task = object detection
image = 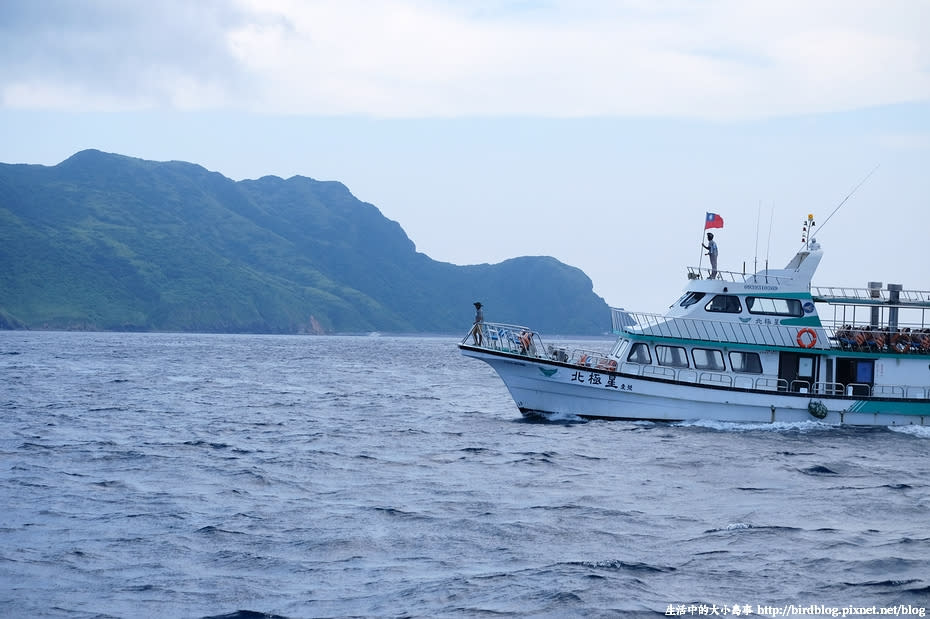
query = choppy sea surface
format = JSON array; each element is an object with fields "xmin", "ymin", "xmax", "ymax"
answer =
[{"xmin": 0, "ymin": 332, "xmax": 930, "ymax": 618}]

· · · · ·

Set task -> Swap "choppy" for "rough" throughout the data above and write all of it out again with nothing else altered. Omit the pictures from your reply.

Solution to the exercise ->
task = object detection
image = 
query = rough sea surface
format = JSON array; each element is an object with fields "xmin", "ymin", "xmax", "ymax"
answer =
[{"xmin": 0, "ymin": 332, "xmax": 930, "ymax": 618}]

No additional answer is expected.